The data
┄┄┄┄┄┄┄┄┄┄┄┄┄┄┄┄┄┄┄┄

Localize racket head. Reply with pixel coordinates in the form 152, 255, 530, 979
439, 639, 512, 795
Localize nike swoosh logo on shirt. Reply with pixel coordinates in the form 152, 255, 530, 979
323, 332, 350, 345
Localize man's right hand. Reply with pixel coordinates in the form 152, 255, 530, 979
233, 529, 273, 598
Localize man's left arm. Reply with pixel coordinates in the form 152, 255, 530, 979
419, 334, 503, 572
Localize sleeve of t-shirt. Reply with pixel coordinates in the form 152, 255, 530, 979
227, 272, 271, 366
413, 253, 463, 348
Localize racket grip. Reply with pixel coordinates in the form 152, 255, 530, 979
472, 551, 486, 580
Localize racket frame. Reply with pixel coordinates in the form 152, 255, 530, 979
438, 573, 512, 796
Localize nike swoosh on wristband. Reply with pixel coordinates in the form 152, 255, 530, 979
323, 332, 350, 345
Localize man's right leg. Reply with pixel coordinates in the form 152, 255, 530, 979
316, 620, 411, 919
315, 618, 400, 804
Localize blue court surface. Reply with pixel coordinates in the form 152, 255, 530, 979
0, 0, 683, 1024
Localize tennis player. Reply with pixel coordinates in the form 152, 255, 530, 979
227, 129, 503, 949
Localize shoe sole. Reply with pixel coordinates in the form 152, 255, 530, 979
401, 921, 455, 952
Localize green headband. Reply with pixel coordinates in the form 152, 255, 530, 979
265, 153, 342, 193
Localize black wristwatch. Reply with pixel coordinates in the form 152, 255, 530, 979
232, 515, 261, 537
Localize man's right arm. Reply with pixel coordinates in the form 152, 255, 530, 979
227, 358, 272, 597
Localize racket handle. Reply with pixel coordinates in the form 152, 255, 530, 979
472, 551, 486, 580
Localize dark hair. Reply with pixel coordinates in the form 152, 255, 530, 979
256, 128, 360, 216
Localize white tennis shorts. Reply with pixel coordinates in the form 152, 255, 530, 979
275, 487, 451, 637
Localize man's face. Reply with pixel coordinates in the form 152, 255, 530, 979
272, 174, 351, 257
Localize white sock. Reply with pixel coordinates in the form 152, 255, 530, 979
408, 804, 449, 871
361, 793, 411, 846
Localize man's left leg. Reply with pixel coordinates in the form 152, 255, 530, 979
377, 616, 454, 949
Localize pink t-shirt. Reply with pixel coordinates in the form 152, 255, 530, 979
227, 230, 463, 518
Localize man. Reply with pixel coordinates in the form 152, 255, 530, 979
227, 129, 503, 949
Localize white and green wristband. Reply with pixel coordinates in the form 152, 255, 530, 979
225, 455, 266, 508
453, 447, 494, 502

┄┄┄┄┄┄┄┄┄┄┄┄┄┄┄┄┄┄┄┄

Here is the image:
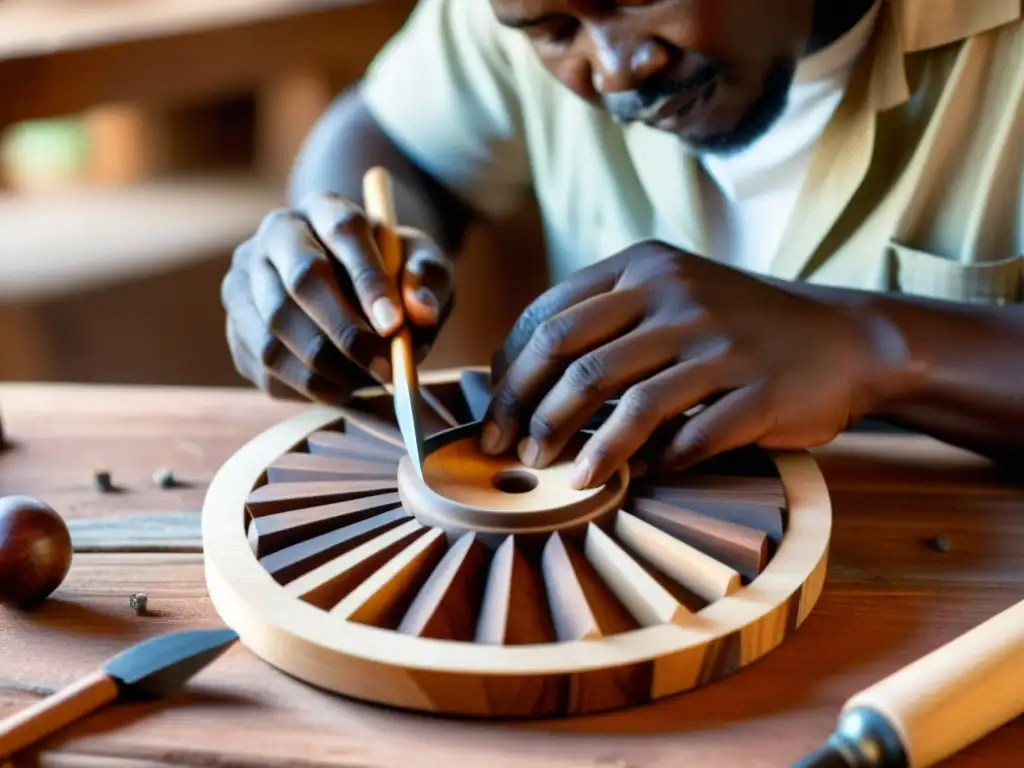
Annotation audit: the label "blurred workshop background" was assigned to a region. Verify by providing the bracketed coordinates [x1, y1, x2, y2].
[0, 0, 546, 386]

┄┄┄┄┄┄┄┄┄┄┄┄┄┄┄┄┄┄┄┄

Convert the data from the line with "Localize man's left leg." to the line with "453, 447, 494, 502" into a Markdown table with the columns Row and Line, numbering each line and leaving out any blank lines.

Result of the exercise
| Row | Line |
|---|---|
| 1 | Localize man's left leg. Reply with pixel coordinates in the form 152, 255, 530, 979 |
| 2 | 377, 616, 454, 949 |
| 3 | Localize pink t-shirt. Reply with pixel coordinates in the form 152, 255, 530, 979 |
| 4 | 227, 230, 463, 518 |
| 5 | Localize man. Reply with pixel coordinates in the form 152, 255, 530, 979 |
| 6 | 227, 129, 503, 949 |
| 7 | Localize white and green wristband. Reply with pixel coordinates in the form 152, 255, 530, 979 |
| 8 | 225, 455, 266, 508 |
| 9 | 453, 447, 494, 502 |